Count how many lines of the material below contain the string "instance" and reply with only that number.

START

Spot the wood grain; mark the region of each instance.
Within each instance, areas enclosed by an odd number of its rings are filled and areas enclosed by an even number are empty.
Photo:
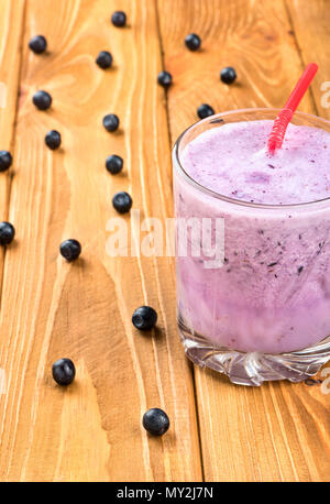
[[[128,12],[129,26],[110,24]],[[29,52],[43,33],[50,52]],[[6,258],[0,318],[1,481],[199,481],[201,465],[190,366],[176,333],[172,260],[111,259],[108,219],[117,190],[128,190],[142,216],[172,213],[170,162],[158,24],[152,0],[52,0],[28,3],[22,96],[15,135],[16,175],[10,219],[18,242]],[[95,64],[109,50],[114,65]],[[53,96],[34,109],[36,89]],[[102,117],[116,112],[119,133]],[[57,129],[63,146],[44,145]],[[112,177],[106,157],[124,158]],[[129,221],[129,218],[125,218]],[[58,254],[76,238],[75,264]],[[158,329],[142,336],[133,310],[156,308]],[[69,357],[77,379],[67,390],[51,377],[52,362]],[[172,427],[146,435],[143,413],[163,407]]]
[[[318,114],[330,118],[330,4],[328,0],[286,1],[297,47],[305,64],[319,65],[312,84],[312,96]],[[327,94],[327,96],[324,96]]]
[[[0,151],[13,153],[14,121],[21,68],[24,0],[0,0]],[[8,219],[9,194],[15,163],[0,173],[0,221]],[[0,286],[2,284],[3,250],[0,249]]]
[[[307,2],[288,3],[301,12]],[[310,46],[323,15],[316,3],[320,8],[326,2],[311,3],[312,23],[308,10],[299,22],[301,41],[309,25],[306,45]],[[286,101],[302,62],[283,1],[158,1],[158,10],[165,67],[174,76],[168,92],[173,142],[197,120],[200,103],[210,103],[219,112],[280,107]],[[202,39],[200,52],[185,48],[184,39],[190,32]],[[320,37],[318,46],[329,46],[329,40]],[[232,86],[219,79],[228,65],[238,73]],[[327,80],[328,69],[329,59],[319,79]],[[314,98],[307,95],[300,110],[315,112]],[[329,395],[320,386],[272,383],[248,388],[198,368],[195,380],[206,481],[329,480]]]

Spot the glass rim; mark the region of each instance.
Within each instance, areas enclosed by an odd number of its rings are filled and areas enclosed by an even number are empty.
[[[199,124],[202,124],[205,122],[209,122],[209,123],[212,123],[212,121],[217,121],[217,119],[221,119],[222,117],[228,117],[228,116],[234,116],[234,114],[240,114],[240,113],[249,113],[249,112],[266,112],[266,111],[271,111],[271,112],[274,112],[274,113],[278,113],[282,109],[276,109],[276,108],[271,108],[271,107],[255,107],[255,108],[246,108],[246,109],[237,109],[237,110],[228,110],[228,111],[224,111],[224,112],[219,112],[219,113],[215,113],[213,116],[209,116],[205,119],[201,119],[199,121],[196,121],[194,122],[194,124],[189,125],[188,128],[186,128],[186,130],[183,131],[183,133],[177,138],[174,146],[173,146],[173,155],[175,156],[175,161],[176,163],[174,163],[174,165],[176,165],[176,169],[177,172],[180,173],[180,175],[184,176],[184,178],[188,182],[188,184],[193,185],[197,190],[199,190],[200,193],[204,193],[204,194],[207,194],[208,196],[212,197],[212,198],[216,198],[216,199],[220,199],[222,201],[226,201],[226,202],[229,202],[229,204],[232,204],[232,205],[235,205],[235,206],[242,206],[242,207],[249,207],[249,208],[255,208],[255,209],[274,209],[274,210],[278,210],[278,209],[282,209],[282,210],[285,210],[285,209],[290,209],[290,208],[306,208],[306,207],[311,207],[311,206],[318,206],[320,204],[324,204],[324,202],[329,202],[330,201],[330,196],[328,196],[327,198],[322,198],[322,199],[316,199],[316,200],[312,200],[312,201],[304,201],[304,202],[296,202],[296,204],[285,204],[285,205],[279,205],[279,204],[258,204],[258,202],[251,202],[251,201],[244,201],[244,200],[241,200],[241,199],[235,199],[235,198],[231,198],[229,196],[224,196],[220,193],[217,193],[212,189],[209,189],[208,187],[204,186],[202,184],[199,184],[197,180],[195,180],[193,177],[190,177],[190,175],[188,175],[188,173],[185,171],[185,168],[183,167],[182,163],[180,163],[180,158],[179,158],[179,146],[180,146],[180,143],[183,141],[183,139],[186,136],[186,134],[194,130],[197,125]],[[294,117],[301,117],[301,118],[307,118],[307,119],[317,119],[317,121],[319,121],[320,123],[324,123],[327,124],[329,128],[330,128],[330,121],[327,120],[327,119],[323,119],[323,118],[320,118],[319,116],[315,116],[312,113],[306,113],[306,112],[300,112],[300,111],[296,111],[294,113]]]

END

[REPLY] 4